### WORK REQUIRED:
Please rewrite the records below, swapping "straight edges" for "straight sides" and leaving everything else unchanged.

Shape annotation records:
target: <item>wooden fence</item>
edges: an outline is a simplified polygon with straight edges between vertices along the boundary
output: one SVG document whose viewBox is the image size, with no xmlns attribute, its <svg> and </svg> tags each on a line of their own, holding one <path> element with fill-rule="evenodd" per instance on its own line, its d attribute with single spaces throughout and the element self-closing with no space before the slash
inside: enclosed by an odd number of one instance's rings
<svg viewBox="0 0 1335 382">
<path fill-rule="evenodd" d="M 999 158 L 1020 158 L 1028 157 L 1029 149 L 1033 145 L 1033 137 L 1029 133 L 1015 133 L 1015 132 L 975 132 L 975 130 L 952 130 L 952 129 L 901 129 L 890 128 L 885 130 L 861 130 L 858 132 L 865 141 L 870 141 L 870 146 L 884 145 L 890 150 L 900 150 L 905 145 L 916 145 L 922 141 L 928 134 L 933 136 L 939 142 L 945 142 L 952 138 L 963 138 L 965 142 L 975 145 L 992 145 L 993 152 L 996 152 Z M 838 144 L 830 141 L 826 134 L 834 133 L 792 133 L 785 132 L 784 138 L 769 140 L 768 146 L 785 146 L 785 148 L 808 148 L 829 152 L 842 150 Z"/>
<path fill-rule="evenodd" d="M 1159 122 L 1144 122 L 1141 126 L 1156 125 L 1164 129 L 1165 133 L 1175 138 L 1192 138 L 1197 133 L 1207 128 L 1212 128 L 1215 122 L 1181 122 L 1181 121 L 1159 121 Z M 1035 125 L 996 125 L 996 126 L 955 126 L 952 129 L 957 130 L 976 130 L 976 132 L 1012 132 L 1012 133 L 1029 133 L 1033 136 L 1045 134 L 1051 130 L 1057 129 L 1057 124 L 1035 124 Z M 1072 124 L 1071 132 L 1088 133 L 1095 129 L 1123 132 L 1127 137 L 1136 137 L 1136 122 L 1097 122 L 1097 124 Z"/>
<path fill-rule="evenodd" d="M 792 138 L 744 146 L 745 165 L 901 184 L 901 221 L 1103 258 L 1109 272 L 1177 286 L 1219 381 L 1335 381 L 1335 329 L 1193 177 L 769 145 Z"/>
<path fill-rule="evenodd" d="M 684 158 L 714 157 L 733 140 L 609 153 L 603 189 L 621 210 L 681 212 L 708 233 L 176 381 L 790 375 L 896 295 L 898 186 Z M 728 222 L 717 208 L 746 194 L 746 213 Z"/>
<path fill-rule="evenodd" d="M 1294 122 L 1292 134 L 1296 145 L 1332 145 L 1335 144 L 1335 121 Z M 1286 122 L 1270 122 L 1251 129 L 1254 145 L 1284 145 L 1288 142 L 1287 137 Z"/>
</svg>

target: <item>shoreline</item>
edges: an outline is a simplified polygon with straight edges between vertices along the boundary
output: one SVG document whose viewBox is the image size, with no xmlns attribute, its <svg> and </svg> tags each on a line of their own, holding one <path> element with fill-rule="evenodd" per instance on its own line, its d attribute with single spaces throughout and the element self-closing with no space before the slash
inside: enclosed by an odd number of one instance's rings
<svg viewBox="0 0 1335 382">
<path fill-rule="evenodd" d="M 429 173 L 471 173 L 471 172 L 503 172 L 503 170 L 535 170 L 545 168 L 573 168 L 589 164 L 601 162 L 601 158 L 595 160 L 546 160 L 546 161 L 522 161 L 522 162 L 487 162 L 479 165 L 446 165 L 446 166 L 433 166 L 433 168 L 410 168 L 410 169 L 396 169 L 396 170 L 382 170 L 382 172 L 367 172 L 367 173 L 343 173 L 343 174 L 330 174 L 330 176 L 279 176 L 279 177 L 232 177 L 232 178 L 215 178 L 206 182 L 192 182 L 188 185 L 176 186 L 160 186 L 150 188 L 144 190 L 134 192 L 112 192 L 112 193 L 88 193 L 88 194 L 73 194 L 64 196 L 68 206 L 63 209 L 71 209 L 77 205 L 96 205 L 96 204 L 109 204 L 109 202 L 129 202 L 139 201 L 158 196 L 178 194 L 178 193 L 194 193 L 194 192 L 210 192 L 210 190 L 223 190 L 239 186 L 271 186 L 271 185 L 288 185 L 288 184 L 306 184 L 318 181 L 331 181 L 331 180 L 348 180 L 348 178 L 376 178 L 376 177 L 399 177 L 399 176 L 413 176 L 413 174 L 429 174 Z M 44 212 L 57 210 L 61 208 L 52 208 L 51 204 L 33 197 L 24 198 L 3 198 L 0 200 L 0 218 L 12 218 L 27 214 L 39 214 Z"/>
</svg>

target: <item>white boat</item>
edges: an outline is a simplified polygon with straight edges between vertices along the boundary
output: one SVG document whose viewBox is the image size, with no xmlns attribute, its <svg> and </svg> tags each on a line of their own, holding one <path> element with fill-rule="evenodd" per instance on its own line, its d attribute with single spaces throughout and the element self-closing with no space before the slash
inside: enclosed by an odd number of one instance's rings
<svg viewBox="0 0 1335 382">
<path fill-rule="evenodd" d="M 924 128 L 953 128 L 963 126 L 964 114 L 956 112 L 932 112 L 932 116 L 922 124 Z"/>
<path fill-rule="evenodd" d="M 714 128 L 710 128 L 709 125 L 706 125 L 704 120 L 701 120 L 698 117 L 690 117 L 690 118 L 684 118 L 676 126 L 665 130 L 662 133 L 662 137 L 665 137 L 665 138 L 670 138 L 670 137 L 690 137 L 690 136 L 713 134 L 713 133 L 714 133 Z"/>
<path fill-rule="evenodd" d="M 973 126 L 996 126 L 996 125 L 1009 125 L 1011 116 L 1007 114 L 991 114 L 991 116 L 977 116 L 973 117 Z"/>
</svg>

### THE SOLUTION:
target: <item>wooden fence</item>
edges: an outline is a simplified polygon with straight sides between vertices along the boundary
output: one SVG document whose viewBox is the image size, with no xmlns attribute, its <svg> and </svg> tags each on a line of their own, holding one <path> element with fill-rule="evenodd" per instance on its own line, its d attribute with single spaces throughout and the element self-closing with no space before the slash
inside: enclosed by an odd number of one instance's rings
<svg viewBox="0 0 1335 382">
<path fill-rule="evenodd" d="M 999 158 L 1020 158 L 1028 157 L 1029 149 L 1033 145 L 1033 137 L 1029 133 L 1015 133 L 1015 132 L 975 132 L 975 130 L 952 130 L 952 129 L 901 129 L 890 128 L 885 130 L 861 130 L 858 132 L 865 141 L 870 141 L 870 146 L 884 145 L 890 150 L 900 150 L 905 145 L 916 145 L 922 141 L 928 134 L 933 136 L 939 142 L 945 142 L 952 138 L 963 138 L 965 142 L 975 145 L 992 145 L 993 152 L 996 152 Z M 838 144 L 830 141 L 826 134 L 834 133 L 792 133 L 785 132 L 784 138 L 769 140 L 768 146 L 785 146 L 785 148 L 808 148 L 829 152 L 842 150 Z"/>
<path fill-rule="evenodd" d="M 1159 122 L 1144 122 L 1141 126 L 1156 125 L 1164 129 L 1165 133 L 1175 138 L 1192 138 L 1197 133 L 1207 128 L 1212 128 L 1215 122 L 1181 122 L 1181 121 L 1159 121 Z M 1035 125 L 996 125 L 996 126 L 955 126 L 952 129 L 957 130 L 976 130 L 976 132 L 1012 132 L 1012 133 L 1029 133 L 1033 136 L 1045 134 L 1051 130 L 1057 129 L 1057 124 L 1035 124 Z M 1072 124 L 1071 132 L 1088 133 L 1095 129 L 1123 132 L 1127 137 L 1136 137 L 1136 122 L 1097 122 L 1097 124 Z"/>
<path fill-rule="evenodd" d="M 792 138 L 744 146 L 745 165 L 901 184 L 901 221 L 1103 258 L 1109 272 L 1177 286 L 1219 381 L 1335 381 L 1335 329 L 1193 177 L 769 145 Z"/>
<path fill-rule="evenodd" d="M 684 158 L 714 157 L 733 140 L 609 153 L 603 189 L 621 210 L 681 212 L 708 233 L 176 381 L 790 375 L 896 295 L 898 186 Z M 728 222 L 717 208 L 746 194 L 746 213 Z"/>
<path fill-rule="evenodd" d="M 1294 122 L 1292 134 L 1296 145 L 1332 145 L 1335 144 L 1335 121 Z M 1286 122 L 1270 122 L 1251 129 L 1254 145 L 1284 145 L 1288 142 L 1287 137 Z"/>
</svg>

target: <item>shoreline</item>
edges: an outline is a simplified polygon with straight sides between vertices along the boundary
output: one SVG document whose viewBox is the image size, with no xmlns attribute, its <svg> and </svg> tags each on a line of their own, holding one <path> element with fill-rule="evenodd" per instance on its own line, its d attribute with single spaces throughout and the element self-closing with no space before the slash
inside: enclosed by an odd number of one instance's rings
<svg viewBox="0 0 1335 382">
<path fill-rule="evenodd" d="M 429 173 L 471 173 L 471 172 L 503 172 L 503 170 L 535 170 L 545 168 L 573 168 L 589 164 L 601 162 L 601 158 L 595 160 L 546 160 L 546 161 L 522 161 L 522 162 L 487 162 L 479 165 L 446 165 L 446 166 L 433 166 L 433 168 L 410 168 L 410 169 L 396 169 L 396 170 L 382 170 L 382 172 L 367 172 L 367 173 L 343 173 L 343 174 L 330 174 L 330 176 L 279 176 L 279 177 L 232 177 L 232 178 L 215 178 L 206 182 L 192 182 L 188 185 L 176 186 L 160 186 L 150 188 L 144 190 L 134 192 L 112 192 L 112 193 L 88 193 L 88 194 L 73 194 L 64 196 L 68 206 L 63 209 L 71 209 L 77 205 L 96 205 L 96 204 L 109 204 L 109 202 L 129 202 L 139 201 L 158 196 L 178 194 L 178 193 L 194 193 L 194 192 L 210 192 L 210 190 L 223 190 L 239 186 L 271 186 L 271 185 L 288 185 L 288 184 L 306 184 L 318 181 L 331 181 L 331 180 L 348 180 L 348 178 L 376 178 L 376 177 L 399 177 L 399 176 L 413 176 L 413 174 L 429 174 Z M 44 212 L 57 210 L 61 208 L 52 208 L 51 204 L 33 197 L 24 198 L 3 198 L 0 200 L 0 218 L 12 218 L 27 214 L 39 214 Z"/>
</svg>

target: <item>white boat</item>
edges: an outline is a simplified polygon with straight sides between vertices along the boundary
output: one SVG document whose viewBox is the image size, with no xmlns attribute, its <svg> and </svg> tags each on a line of their own, holding one <path> element with fill-rule="evenodd" per instance on its own line, its d attribute with single spaces throughout and the element self-closing with no space before the slash
inside: enclosed by an odd number of one instance's rings
<svg viewBox="0 0 1335 382">
<path fill-rule="evenodd" d="M 924 128 L 953 128 L 963 126 L 964 114 L 956 112 L 932 112 L 932 116 L 922 124 Z"/>
<path fill-rule="evenodd" d="M 714 128 L 710 128 L 709 125 L 706 125 L 704 120 L 701 120 L 698 117 L 690 117 L 690 118 L 684 118 L 676 126 L 665 130 L 662 133 L 662 137 L 665 137 L 665 138 L 670 138 L 670 137 L 690 137 L 690 136 L 713 134 L 713 133 L 714 133 Z"/>
<path fill-rule="evenodd" d="M 973 126 L 996 126 L 996 125 L 1009 125 L 1011 116 L 1007 114 L 991 114 L 991 116 L 977 116 L 973 117 Z"/>
</svg>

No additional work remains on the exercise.